Problem statement:
Filter the records below for the word "yellow". Copy each line that holds it.
[Data Boundary: Start]
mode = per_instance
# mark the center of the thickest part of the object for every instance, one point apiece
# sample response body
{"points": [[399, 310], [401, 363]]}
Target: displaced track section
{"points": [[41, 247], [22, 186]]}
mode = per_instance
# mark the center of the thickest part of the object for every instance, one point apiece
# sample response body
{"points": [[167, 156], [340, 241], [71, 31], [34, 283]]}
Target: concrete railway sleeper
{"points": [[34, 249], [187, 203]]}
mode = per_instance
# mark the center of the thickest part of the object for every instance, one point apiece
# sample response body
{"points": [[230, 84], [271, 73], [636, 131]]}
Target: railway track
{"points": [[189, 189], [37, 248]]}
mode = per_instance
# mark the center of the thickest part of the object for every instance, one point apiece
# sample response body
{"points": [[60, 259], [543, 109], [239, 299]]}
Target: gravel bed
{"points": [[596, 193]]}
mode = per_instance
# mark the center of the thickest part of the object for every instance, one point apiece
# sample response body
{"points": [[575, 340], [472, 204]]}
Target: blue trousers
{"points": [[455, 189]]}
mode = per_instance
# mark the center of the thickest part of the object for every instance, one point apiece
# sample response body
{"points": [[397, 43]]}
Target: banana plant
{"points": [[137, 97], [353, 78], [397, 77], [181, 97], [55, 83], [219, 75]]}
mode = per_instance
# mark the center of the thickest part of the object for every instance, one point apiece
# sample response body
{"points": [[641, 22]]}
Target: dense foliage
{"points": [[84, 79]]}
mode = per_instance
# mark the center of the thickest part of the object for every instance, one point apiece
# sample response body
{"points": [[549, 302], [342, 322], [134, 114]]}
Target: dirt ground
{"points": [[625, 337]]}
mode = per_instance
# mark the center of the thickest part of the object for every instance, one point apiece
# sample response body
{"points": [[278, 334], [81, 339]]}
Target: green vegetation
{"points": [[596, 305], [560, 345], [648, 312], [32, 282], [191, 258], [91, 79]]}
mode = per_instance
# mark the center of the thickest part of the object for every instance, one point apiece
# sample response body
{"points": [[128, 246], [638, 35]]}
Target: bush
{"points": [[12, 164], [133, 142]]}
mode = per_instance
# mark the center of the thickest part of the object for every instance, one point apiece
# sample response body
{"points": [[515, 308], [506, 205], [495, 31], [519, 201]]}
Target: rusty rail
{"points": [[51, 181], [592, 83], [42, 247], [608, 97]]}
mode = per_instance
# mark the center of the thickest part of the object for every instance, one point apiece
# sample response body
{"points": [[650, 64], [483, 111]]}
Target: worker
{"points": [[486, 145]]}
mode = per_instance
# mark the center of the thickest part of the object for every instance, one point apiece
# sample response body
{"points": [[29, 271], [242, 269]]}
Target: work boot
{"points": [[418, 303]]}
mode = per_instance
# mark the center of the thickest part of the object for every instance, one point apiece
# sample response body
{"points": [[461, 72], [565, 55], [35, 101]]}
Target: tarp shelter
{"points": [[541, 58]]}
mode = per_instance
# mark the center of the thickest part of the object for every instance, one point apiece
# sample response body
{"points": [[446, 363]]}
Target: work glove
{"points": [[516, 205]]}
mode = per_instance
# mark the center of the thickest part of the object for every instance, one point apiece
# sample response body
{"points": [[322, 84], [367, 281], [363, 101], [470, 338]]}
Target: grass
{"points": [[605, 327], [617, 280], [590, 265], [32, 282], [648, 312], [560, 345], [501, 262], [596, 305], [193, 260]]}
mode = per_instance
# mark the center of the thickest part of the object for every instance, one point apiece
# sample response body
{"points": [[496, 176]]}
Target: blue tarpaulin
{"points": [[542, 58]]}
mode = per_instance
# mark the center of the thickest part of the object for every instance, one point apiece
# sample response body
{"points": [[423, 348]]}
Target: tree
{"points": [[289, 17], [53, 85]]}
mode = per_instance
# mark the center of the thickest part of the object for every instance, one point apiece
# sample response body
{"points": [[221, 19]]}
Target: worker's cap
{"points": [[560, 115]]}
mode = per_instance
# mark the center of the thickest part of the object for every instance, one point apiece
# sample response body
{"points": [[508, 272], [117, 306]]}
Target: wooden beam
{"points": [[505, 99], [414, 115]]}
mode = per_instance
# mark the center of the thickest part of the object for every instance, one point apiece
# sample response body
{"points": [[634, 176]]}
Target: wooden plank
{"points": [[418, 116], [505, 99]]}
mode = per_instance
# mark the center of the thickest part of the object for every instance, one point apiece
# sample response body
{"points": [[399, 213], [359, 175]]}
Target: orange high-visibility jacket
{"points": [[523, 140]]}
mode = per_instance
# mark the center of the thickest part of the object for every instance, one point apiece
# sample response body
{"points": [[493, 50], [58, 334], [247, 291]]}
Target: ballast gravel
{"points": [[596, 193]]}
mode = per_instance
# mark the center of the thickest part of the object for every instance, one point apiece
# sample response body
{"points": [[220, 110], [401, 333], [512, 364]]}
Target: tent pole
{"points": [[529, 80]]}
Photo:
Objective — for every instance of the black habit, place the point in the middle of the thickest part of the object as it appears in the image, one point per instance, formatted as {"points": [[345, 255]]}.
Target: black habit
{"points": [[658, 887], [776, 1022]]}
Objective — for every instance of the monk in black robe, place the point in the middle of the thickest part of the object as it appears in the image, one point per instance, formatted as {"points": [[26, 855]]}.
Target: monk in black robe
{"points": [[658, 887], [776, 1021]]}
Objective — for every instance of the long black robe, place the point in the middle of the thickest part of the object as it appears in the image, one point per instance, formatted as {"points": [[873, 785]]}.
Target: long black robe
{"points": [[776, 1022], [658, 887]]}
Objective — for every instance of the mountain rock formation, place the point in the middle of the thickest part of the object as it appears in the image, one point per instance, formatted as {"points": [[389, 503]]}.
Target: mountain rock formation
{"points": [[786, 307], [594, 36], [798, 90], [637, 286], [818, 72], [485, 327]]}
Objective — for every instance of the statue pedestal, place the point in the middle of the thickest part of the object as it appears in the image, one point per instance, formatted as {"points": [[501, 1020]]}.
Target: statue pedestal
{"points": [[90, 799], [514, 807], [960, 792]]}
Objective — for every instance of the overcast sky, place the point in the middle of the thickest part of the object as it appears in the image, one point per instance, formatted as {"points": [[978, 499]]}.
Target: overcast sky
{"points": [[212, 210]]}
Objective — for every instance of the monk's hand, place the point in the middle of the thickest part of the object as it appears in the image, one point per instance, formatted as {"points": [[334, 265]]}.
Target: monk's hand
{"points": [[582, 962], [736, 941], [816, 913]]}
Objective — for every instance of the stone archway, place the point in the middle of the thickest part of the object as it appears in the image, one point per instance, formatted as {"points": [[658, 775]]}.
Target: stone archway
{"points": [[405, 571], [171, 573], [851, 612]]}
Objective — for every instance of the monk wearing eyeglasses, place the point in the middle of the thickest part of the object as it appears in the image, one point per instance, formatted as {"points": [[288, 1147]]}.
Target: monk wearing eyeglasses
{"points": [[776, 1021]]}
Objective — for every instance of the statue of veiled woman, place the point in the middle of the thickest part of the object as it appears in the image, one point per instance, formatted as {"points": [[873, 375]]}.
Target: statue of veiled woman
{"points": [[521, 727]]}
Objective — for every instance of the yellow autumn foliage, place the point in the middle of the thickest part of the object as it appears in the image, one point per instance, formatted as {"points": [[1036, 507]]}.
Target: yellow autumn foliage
[Data Boundary: End]
Solution for this problem:
Objective — for every instance of the yellow autumn foliage, place the point in the middle of the thickest part of the object as it appears in the image, one point per instance, formatted as {"points": [[1036, 507]]}.
Target: yellow autumn foliage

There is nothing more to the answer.